[THE TASK] Pick out and copy every line of the records below that contains the word "plank".

[DATA FOR THE TASK]
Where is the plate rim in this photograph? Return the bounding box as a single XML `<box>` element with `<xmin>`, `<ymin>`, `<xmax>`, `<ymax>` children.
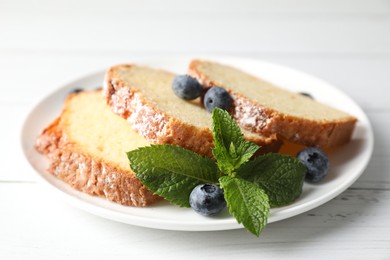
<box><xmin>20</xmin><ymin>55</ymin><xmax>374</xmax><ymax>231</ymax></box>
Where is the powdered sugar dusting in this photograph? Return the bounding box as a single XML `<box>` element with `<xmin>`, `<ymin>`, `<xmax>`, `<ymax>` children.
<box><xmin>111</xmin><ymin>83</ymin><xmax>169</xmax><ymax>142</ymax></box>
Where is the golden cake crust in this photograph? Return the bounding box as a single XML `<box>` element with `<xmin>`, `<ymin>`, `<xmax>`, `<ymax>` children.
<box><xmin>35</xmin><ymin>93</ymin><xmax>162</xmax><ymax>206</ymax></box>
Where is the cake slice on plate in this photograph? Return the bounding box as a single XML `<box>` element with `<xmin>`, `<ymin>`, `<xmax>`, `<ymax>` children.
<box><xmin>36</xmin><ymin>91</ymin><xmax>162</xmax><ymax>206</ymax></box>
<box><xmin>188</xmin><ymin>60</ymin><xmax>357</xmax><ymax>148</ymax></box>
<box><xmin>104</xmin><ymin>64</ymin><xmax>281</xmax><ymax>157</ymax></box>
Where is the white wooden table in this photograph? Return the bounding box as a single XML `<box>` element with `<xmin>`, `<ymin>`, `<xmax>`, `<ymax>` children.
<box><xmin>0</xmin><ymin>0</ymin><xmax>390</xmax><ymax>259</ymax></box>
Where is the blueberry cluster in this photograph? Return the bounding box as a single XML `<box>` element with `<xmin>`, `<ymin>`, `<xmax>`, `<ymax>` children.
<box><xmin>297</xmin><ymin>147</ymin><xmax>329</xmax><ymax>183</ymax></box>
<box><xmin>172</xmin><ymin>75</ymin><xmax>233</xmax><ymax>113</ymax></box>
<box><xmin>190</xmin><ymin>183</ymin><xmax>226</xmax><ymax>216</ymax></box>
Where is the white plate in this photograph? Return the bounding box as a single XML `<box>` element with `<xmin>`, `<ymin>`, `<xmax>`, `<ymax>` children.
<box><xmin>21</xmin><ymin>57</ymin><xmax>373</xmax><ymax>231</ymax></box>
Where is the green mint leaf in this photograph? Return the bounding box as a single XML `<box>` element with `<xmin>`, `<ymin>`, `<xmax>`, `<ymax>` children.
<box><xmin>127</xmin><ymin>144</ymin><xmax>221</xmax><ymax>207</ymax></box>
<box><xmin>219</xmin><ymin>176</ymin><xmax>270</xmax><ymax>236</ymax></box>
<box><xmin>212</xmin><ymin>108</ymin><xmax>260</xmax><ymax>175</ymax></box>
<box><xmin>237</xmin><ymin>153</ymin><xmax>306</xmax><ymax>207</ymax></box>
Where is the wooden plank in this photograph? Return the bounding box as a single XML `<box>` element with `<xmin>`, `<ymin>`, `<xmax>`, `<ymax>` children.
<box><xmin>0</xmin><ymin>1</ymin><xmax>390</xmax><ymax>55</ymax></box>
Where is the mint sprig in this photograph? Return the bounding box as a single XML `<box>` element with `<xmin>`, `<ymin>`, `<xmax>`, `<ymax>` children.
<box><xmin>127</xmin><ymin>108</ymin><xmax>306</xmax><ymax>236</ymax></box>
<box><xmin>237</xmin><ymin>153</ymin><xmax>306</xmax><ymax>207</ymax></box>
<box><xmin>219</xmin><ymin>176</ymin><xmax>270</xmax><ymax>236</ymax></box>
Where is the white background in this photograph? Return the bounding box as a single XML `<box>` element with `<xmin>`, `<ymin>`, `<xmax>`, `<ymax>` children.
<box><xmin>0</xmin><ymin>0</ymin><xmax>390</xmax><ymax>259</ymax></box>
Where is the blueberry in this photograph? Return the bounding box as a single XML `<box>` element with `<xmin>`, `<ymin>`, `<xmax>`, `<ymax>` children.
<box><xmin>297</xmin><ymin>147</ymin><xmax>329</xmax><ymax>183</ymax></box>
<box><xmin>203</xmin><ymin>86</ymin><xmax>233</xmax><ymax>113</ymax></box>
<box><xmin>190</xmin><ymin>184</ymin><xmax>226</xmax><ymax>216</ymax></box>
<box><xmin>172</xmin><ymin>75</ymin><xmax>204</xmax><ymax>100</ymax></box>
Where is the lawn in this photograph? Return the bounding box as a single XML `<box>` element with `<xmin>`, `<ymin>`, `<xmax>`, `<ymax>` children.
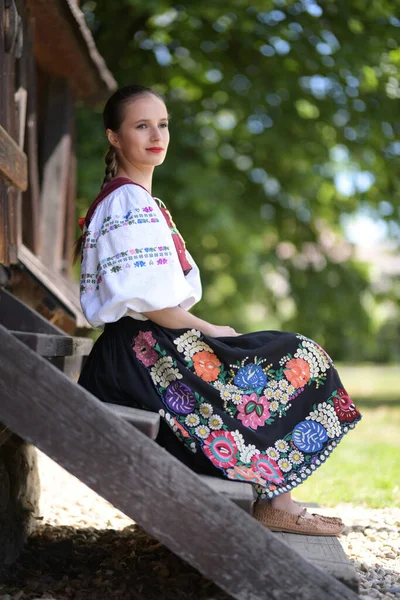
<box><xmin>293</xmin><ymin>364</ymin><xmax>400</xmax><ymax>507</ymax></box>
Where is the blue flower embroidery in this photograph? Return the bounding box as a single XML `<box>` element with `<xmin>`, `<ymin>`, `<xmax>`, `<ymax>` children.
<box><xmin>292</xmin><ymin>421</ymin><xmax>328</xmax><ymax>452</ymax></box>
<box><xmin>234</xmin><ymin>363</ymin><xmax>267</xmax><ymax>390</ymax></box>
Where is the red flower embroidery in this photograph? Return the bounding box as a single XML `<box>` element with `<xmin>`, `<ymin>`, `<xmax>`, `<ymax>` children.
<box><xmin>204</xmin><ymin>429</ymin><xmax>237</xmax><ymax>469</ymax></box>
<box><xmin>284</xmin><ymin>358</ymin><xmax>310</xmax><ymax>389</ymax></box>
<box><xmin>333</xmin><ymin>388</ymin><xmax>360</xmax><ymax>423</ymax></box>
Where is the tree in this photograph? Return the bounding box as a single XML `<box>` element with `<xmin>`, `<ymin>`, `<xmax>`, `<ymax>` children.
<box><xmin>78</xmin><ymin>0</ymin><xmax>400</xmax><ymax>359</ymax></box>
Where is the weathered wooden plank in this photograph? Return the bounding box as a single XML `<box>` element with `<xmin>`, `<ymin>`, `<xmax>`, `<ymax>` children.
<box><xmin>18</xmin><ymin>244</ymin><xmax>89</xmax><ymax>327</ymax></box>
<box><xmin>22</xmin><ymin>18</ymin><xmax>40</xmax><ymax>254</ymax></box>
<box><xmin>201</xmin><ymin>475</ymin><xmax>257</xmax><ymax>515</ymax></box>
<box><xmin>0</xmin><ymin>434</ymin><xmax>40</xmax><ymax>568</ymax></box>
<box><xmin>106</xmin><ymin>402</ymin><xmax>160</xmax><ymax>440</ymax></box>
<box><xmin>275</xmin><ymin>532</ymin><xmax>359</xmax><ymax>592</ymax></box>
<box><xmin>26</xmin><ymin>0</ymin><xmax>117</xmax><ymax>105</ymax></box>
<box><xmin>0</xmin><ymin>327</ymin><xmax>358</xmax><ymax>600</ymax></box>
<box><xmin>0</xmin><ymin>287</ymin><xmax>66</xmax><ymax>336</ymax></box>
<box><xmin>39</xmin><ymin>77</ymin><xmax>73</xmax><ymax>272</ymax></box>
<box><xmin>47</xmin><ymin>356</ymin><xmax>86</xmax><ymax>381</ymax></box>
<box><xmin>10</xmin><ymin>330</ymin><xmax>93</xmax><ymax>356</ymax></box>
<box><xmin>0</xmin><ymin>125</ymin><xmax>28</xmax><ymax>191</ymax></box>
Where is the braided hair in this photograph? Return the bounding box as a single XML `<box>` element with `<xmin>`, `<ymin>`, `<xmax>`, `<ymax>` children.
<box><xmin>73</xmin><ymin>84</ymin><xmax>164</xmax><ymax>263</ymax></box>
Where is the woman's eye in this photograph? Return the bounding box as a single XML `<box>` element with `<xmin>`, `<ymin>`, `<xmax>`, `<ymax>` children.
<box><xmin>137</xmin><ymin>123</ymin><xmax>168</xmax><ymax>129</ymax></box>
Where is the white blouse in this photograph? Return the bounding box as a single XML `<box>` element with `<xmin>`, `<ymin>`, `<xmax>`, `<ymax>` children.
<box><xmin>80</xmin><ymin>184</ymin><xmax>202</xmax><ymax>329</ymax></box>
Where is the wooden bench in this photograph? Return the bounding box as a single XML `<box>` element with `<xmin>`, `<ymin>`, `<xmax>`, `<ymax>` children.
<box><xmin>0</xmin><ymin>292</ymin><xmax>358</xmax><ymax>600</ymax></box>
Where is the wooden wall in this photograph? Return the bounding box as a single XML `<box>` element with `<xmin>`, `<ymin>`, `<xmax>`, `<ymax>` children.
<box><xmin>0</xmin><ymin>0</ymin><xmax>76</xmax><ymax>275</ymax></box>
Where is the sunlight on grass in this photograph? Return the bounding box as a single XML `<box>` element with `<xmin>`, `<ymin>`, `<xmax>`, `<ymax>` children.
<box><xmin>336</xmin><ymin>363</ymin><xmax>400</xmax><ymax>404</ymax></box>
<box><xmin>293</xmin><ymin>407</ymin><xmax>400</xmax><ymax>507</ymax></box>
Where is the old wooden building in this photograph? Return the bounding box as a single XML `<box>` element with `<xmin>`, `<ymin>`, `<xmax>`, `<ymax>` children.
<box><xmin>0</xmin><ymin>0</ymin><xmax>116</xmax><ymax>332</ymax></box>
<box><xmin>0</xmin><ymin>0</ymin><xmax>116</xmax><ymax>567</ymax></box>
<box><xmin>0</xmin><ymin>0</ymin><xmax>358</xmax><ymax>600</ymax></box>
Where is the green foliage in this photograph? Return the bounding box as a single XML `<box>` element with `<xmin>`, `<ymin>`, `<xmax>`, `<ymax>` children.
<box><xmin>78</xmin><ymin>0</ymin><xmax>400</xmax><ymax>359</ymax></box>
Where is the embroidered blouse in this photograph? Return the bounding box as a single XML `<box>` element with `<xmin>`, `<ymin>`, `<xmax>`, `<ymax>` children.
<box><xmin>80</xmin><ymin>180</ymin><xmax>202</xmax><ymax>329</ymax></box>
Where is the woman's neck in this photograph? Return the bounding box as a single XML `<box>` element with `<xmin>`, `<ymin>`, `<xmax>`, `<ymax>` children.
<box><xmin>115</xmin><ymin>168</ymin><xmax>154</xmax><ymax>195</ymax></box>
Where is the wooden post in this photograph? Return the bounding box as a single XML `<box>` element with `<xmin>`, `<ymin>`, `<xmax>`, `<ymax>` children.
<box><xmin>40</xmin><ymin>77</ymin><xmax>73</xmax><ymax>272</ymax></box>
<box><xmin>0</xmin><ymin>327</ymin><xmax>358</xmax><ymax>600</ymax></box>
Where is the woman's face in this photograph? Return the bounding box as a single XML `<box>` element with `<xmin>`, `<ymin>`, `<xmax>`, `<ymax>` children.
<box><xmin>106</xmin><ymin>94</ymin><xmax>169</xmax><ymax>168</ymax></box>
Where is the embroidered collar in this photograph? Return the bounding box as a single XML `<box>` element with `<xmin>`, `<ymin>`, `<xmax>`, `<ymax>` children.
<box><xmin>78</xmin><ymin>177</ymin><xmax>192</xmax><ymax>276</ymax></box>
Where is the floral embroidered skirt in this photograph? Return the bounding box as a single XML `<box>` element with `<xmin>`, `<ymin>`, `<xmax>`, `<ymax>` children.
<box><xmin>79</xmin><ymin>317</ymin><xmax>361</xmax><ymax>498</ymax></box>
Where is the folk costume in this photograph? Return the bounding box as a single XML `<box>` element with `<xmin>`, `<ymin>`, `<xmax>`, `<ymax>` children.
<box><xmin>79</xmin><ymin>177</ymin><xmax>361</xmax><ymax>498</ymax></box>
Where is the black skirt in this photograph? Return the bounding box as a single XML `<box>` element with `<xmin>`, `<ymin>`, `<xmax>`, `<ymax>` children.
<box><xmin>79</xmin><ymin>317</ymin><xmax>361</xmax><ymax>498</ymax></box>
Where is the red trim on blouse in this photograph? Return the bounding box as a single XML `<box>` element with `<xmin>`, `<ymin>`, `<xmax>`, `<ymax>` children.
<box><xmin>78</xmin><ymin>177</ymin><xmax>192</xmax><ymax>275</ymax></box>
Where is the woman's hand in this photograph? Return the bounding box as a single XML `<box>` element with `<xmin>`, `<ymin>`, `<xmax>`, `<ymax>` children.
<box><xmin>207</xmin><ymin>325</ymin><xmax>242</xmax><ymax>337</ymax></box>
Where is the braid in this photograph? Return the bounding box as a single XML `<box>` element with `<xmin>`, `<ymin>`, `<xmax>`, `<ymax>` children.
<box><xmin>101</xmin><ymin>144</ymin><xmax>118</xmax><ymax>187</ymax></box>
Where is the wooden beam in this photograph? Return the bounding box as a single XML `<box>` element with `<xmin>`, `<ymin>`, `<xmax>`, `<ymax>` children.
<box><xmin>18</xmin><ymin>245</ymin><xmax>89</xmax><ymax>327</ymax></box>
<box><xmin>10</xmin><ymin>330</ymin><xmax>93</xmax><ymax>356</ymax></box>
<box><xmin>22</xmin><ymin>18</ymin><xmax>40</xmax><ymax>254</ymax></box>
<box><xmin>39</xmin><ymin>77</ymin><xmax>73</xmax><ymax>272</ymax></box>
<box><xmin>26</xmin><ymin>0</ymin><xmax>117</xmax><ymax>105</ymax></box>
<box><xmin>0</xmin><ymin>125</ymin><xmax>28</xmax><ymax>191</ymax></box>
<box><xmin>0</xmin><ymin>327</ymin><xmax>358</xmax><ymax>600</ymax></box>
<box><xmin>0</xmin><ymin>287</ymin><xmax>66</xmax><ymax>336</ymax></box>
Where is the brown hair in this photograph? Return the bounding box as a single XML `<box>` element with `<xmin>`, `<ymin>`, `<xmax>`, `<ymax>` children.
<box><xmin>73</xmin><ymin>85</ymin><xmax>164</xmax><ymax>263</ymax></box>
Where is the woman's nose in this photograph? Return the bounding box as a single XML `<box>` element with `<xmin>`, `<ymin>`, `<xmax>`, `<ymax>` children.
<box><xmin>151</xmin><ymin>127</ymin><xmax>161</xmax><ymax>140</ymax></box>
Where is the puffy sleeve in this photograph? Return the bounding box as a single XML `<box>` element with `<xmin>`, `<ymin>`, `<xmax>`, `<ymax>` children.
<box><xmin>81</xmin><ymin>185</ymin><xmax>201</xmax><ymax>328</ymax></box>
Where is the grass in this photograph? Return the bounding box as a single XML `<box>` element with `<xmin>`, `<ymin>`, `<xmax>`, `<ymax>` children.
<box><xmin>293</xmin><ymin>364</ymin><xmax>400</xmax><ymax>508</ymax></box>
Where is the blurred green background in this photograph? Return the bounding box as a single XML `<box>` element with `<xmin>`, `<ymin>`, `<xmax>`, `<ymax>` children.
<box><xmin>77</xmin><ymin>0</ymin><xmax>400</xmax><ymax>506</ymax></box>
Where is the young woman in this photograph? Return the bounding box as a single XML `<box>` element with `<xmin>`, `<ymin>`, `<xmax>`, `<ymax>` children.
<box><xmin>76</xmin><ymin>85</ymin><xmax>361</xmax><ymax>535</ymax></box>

[RESPONSE BELOW]
Where is the wooden plank in this photograph? Return the bounding box as a single XML `<box>` element with `<xmin>`, `<ymin>`, `<xmax>`, `<ymax>` children.
Where is the weathered wooden plank in this photograph? Return the bounding box as a single XML `<box>` element with `<xmin>`, `<ymin>`, `<xmax>`, `<ymax>` children.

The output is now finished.